Task objective:
Could you copy out, character for character, the lines below from the line containing "of the fingers" through the line containing "x=153 y=554", including both of those lines?

Exercise materials:
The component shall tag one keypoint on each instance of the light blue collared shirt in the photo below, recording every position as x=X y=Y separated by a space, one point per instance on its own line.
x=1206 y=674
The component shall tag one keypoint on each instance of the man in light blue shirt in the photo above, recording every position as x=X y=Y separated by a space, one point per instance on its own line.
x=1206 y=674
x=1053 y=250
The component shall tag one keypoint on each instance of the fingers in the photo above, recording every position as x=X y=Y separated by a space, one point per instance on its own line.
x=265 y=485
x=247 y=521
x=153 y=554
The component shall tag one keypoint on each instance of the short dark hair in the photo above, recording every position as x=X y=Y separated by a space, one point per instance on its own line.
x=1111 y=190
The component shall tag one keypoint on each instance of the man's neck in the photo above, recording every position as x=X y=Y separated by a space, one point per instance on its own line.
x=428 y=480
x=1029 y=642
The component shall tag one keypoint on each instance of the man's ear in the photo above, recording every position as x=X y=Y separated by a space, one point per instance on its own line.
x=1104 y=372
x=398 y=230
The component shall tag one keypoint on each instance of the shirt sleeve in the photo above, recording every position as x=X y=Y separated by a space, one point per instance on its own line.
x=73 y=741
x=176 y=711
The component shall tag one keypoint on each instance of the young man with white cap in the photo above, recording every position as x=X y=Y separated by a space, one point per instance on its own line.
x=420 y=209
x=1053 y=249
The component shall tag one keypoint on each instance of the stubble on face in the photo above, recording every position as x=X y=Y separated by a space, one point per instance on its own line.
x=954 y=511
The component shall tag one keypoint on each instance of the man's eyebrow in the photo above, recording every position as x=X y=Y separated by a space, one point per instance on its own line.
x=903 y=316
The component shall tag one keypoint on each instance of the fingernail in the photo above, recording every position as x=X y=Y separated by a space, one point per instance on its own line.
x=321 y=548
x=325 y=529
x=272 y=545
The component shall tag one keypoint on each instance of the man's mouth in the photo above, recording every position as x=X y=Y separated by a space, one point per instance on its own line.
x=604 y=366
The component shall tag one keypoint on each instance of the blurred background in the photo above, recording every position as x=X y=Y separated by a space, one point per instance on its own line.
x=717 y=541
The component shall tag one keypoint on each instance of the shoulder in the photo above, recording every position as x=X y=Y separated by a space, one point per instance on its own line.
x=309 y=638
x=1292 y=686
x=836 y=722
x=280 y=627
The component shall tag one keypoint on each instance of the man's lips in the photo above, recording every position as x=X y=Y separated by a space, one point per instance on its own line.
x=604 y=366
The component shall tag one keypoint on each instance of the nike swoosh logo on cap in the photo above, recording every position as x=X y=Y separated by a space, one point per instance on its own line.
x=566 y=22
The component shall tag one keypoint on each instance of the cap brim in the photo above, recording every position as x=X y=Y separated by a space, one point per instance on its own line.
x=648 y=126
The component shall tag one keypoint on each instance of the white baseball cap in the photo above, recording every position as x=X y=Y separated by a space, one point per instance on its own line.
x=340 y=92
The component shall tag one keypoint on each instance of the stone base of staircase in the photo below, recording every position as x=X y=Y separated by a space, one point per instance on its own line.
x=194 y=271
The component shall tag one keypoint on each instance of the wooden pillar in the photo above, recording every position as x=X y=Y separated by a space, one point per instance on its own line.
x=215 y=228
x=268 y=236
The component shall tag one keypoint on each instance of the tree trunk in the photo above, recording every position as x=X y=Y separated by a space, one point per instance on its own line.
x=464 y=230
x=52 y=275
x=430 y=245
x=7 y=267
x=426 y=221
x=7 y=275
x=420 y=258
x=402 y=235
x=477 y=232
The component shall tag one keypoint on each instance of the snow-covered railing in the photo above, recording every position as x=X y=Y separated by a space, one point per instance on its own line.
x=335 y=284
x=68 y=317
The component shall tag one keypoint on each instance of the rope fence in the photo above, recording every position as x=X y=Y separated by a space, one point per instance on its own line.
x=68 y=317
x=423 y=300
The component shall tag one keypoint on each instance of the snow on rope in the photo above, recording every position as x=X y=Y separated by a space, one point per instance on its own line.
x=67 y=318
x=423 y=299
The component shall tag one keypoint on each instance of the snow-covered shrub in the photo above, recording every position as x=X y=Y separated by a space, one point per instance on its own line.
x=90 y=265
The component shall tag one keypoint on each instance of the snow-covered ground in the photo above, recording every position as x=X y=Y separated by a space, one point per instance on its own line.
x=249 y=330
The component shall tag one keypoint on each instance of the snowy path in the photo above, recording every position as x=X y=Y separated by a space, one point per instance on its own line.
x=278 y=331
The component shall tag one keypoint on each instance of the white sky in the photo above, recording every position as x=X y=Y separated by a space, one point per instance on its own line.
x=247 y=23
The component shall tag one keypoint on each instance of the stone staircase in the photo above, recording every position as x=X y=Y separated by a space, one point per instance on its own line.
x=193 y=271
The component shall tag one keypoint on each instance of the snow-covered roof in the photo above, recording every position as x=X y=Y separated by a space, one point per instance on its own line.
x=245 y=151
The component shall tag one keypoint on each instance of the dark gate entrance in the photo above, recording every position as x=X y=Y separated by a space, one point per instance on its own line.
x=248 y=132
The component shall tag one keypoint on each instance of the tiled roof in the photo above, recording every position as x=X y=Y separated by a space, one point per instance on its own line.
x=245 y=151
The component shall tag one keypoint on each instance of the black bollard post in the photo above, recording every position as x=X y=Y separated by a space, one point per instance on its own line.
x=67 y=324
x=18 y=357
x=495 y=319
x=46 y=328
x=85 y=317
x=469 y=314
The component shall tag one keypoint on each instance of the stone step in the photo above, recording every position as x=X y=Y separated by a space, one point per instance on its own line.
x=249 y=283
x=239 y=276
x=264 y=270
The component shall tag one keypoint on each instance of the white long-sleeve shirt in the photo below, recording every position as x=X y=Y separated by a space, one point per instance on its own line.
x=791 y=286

Full output:
The component shall tag one keypoint on each instance of the fingers in the photo above, recording every position as x=X y=Y separated by a space, one point per instance on its own line.
x=265 y=485
x=247 y=521
x=153 y=554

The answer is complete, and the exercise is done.